Can you change "wooden deck" to "wooden floor" and give back only the stretch of data from the line containing "Where can the yellow" through the line containing "<point>231,383</point>", with nothing else altered?
++++++++++
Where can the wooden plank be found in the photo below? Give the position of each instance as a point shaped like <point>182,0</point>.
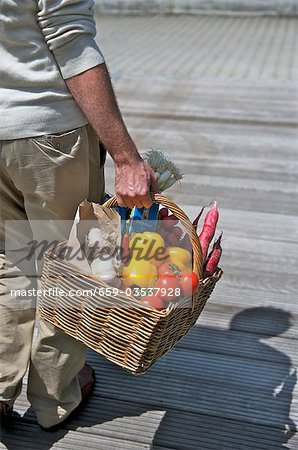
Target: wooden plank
<point>178,429</point>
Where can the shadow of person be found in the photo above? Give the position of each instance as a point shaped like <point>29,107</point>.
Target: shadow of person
<point>236,388</point>
<point>216,389</point>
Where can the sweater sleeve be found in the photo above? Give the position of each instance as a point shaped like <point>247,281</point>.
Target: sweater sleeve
<point>69,30</point>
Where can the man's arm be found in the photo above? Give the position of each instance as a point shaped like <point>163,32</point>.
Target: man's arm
<point>94,94</point>
<point>68,27</point>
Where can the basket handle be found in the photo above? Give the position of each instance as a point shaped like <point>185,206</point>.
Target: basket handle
<point>189,228</point>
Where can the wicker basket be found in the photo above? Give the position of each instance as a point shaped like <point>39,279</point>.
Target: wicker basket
<point>131,336</point>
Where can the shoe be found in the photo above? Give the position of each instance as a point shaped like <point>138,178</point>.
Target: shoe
<point>5,414</point>
<point>87,381</point>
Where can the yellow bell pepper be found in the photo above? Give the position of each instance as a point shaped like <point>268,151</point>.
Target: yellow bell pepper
<point>141,273</point>
<point>148,246</point>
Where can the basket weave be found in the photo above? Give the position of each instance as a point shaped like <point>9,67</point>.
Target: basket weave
<point>131,336</point>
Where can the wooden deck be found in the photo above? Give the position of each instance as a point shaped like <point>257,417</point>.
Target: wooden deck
<point>231,383</point>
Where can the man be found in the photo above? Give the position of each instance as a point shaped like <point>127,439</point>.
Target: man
<point>56,102</point>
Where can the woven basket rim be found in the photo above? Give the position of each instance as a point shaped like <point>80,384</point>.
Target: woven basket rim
<point>54,255</point>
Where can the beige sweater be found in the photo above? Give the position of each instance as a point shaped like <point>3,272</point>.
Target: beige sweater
<point>43,42</point>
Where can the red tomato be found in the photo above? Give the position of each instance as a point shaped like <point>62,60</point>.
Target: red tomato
<point>189,282</point>
<point>153,301</point>
<point>168,269</point>
<point>177,231</point>
<point>163,212</point>
<point>169,221</point>
<point>169,286</point>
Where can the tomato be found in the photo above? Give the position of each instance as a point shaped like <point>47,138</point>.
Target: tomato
<point>177,231</point>
<point>141,273</point>
<point>189,282</point>
<point>169,221</point>
<point>169,287</point>
<point>153,301</point>
<point>163,212</point>
<point>168,269</point>
<point>181,257</point>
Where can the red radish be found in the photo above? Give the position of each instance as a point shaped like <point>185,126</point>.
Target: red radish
<point>177,231</point>
<point>213,258</point>
<point>186,243</point>
<point>208,229</point>
<point>125,253</point>
<point>171,239</point>
<point>170,221</point>
<point>164,212</point>
<point>196,221</point>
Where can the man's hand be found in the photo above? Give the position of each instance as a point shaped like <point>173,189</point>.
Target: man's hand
<point>134,183</point>
<point>135,179</point>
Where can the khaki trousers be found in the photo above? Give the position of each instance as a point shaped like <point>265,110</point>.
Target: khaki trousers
<point>43,178</point>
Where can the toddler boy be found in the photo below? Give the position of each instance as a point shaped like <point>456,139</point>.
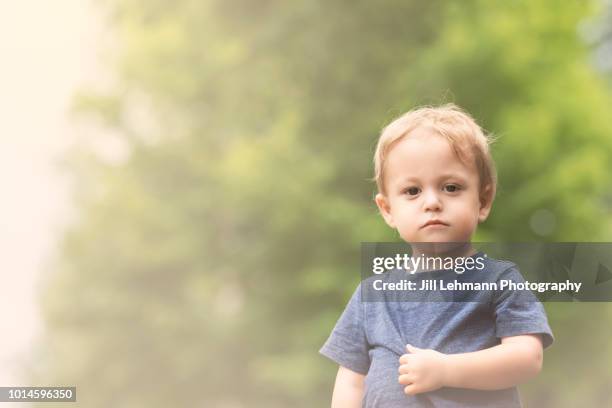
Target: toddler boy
<point>436,182</point>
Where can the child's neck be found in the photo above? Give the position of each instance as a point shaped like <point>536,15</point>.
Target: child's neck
<point>442,250</point>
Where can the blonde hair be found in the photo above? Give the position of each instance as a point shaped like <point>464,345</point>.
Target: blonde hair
<point>465,137</point>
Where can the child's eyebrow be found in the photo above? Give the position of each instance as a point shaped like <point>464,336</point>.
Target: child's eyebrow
<point>453,176</point>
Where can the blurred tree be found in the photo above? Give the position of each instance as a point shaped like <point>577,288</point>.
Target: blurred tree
<point>209,265</point>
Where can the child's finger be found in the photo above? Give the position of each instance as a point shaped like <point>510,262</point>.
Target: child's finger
<point>412,349</point>
<point>405,379</point>
<point>411,389</point>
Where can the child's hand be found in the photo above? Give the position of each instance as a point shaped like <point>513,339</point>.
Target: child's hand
<point>421,370</point>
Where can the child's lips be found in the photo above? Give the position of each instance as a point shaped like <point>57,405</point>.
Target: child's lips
<point>434,223</point>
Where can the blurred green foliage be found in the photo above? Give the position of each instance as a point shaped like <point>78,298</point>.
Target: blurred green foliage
<point>208,267</point>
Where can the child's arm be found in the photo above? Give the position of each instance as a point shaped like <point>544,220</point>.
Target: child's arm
<point>348,391</point>
<point>515,360</point>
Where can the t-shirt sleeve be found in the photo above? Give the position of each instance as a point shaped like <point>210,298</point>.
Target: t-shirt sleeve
<point>347,344</point>
<point>519,311</point>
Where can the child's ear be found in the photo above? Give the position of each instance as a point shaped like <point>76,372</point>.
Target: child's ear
<point>385,209</point>
<point>486,202</point>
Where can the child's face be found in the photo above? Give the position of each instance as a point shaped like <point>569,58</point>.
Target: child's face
<point>426,182</point>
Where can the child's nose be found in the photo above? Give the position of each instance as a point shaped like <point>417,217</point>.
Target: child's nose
<point>431,201</point>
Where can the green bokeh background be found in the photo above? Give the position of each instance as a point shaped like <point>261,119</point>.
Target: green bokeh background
<point>208,266</point>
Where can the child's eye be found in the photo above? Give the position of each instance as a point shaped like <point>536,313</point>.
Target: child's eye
<point>452,188</point>
<point>412,191</point>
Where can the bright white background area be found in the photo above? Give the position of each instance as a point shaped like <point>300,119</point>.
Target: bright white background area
<point>48,50</point>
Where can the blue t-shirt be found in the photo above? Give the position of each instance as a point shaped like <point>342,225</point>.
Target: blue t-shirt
<point>370,337</point>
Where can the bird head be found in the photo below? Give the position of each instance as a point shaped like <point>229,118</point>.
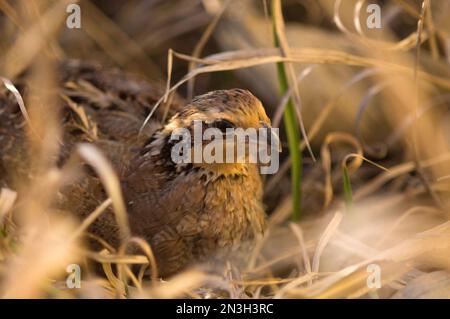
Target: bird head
<point>220,132</point>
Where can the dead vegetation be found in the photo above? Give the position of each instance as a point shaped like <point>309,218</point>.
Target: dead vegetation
<point>374,104</point>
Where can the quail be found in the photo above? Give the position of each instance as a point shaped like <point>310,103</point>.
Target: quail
<point>187,212</point>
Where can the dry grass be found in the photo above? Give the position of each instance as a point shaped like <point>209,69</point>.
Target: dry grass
<point>368,102</point>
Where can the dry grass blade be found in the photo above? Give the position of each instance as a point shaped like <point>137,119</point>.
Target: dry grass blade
<point>325,238</point>
<point>91,218</point>
<point>201,44</point>
<point>326,159</point>
<point>34,39</point>
<point>7,199</point>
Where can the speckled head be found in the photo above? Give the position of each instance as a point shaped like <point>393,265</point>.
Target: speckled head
<point>238,107</point>
<point>222,110</point>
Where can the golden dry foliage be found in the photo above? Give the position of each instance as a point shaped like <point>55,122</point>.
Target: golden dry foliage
<point>373,100</point>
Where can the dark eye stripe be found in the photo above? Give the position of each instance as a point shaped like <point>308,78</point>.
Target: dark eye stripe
<point>222,125</point>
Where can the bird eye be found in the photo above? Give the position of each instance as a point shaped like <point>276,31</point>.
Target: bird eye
<point>222,125</point>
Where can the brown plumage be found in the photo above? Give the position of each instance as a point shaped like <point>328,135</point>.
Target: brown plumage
<point>187,212</point>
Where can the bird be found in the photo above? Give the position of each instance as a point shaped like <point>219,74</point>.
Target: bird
<point>187,212</point>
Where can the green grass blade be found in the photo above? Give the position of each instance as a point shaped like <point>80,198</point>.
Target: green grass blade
<point>292,132</point>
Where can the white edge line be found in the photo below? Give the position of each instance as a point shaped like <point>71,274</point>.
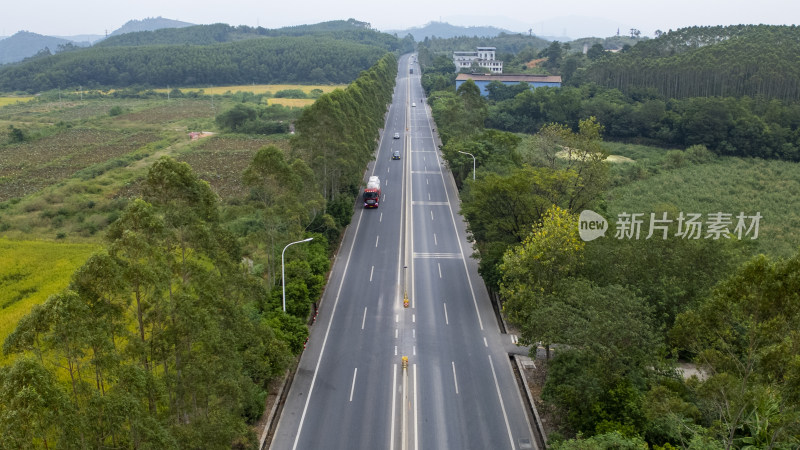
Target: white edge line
<point>353,387</point>
<point>502,405</point>
<point>455,381</point>
<point>394,397</point>
<point>364,320</point>
<point>460,248</point>
<point>333,313</point>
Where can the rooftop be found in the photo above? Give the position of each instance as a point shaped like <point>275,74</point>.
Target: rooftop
<point>509,78</point>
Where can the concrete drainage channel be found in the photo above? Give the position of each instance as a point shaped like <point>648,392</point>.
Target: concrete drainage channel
<point>520,364</point>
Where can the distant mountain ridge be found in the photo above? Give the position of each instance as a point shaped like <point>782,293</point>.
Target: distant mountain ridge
<point>446,30</point>
<point>25,44</point>
<point>149,24</point>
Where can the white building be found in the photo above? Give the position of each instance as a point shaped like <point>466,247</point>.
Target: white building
<point>484,57</point>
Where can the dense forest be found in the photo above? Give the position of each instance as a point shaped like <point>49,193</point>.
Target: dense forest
<point>265,61</point>
<point>166,337</point>
<point>331,52</point>
<point>620,313</point>
<point>752,60</point>
<point>760,123</point>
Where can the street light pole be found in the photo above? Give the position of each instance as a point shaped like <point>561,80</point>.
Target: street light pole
<point>473,163</point>
<point>283,269</point>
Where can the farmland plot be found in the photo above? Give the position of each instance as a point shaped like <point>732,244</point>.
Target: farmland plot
<point>221,160</point>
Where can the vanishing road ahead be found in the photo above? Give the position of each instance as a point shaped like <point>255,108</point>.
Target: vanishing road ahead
<point>458,390</point>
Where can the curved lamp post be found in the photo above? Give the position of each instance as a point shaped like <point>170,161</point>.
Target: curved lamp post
<point>283,269</point>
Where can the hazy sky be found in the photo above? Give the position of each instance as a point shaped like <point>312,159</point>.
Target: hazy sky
<point>74,17</point>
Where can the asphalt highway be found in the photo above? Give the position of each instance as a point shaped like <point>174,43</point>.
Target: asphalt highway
<point>456,389</point>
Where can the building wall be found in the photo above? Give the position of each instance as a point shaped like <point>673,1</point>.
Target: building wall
<point>483,84</point>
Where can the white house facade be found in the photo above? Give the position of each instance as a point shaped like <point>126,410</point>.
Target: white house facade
<point>483,57</point>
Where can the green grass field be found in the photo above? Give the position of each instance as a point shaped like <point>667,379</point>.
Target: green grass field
<point>728,185</point>
<point>31,271</point>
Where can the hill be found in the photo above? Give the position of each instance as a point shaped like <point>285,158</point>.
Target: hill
<point>741,60</point>
<point>25,44</point>
<point>445,30</point>
<point>149,24</point>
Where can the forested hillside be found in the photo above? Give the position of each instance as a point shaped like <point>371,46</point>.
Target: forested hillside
<point>167,337</point>
<point>751,60</point>
<point>505,43</point>
<point>265,61</point>
<point>350,30</point>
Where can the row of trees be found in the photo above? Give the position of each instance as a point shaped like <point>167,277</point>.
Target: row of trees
++++++++++
Written reply:
Where can the yellow bell pepper be found in the photo above? Give the position of each instance as a point shaped like <point>268,151</point>.
Target: yellow bell pepper
<point>141,273</point>
<point>148,246</point>
Where can the basket weave be found in the photo above? Give the position of each instance as a point shaped like <point>9,67</point>.
Target: basket weave
<point>131,336</point>
Where can the wooden floor be found in the photo above? Give the position of each instance as a point shaped like <point>257,417</point>.
Target: wooden floor
<point>231,383</point>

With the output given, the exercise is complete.